╭─ Information shown

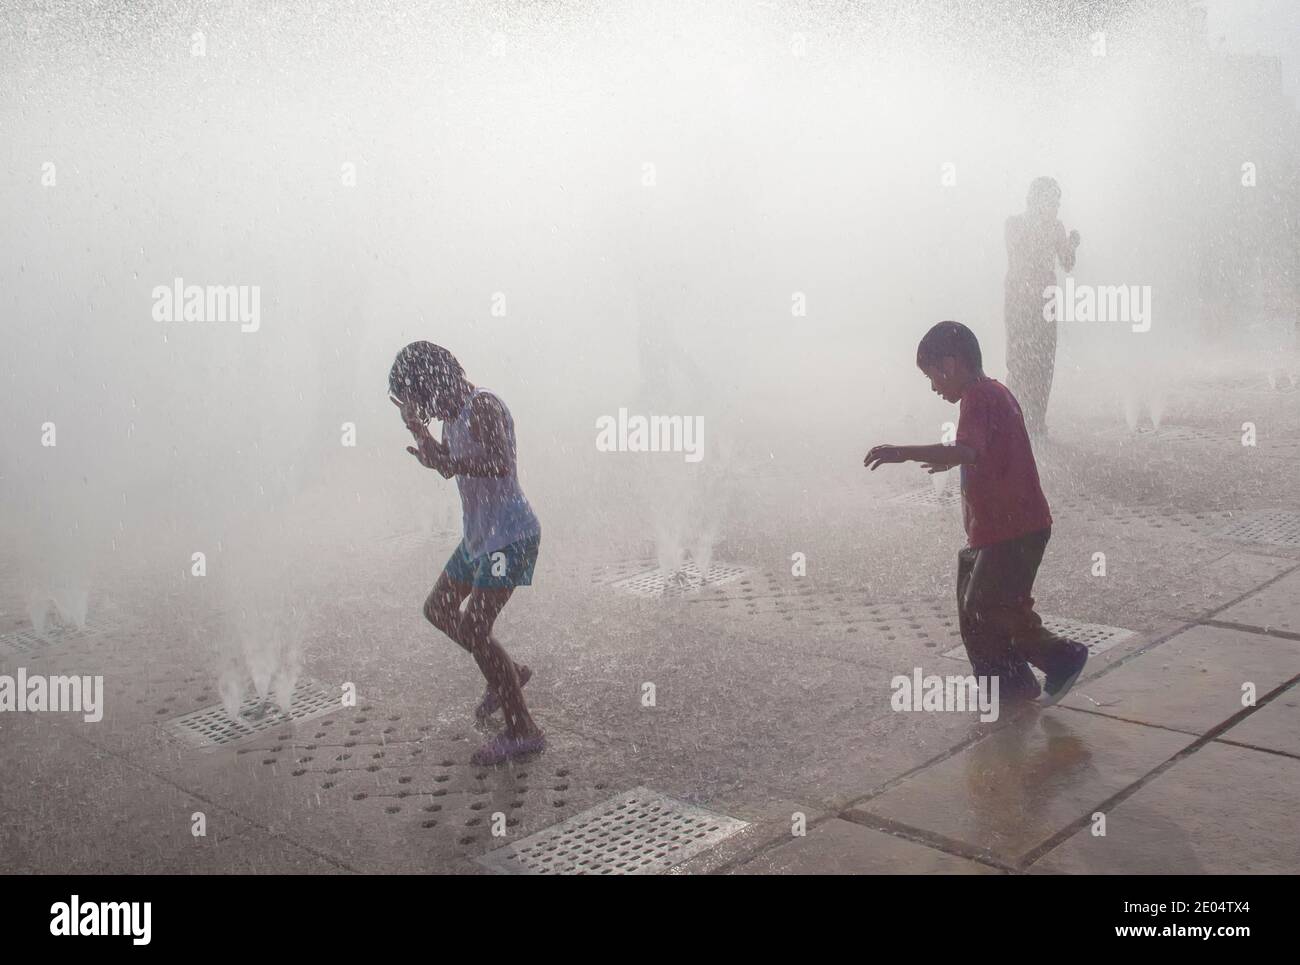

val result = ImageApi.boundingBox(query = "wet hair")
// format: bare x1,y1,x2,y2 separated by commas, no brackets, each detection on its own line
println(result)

╰─
╭─ Information shown

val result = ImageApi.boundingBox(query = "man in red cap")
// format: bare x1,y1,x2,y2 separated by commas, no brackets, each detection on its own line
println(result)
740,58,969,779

╰─

- _Task instructions_
Check each line above for the string "ImageApi" and copy the ones that have it.

- _Solution below_
val result = ImageApi.boundingBox(query = "wet hair")
val result = ImageApi.boundingBox(query = "man in red cap")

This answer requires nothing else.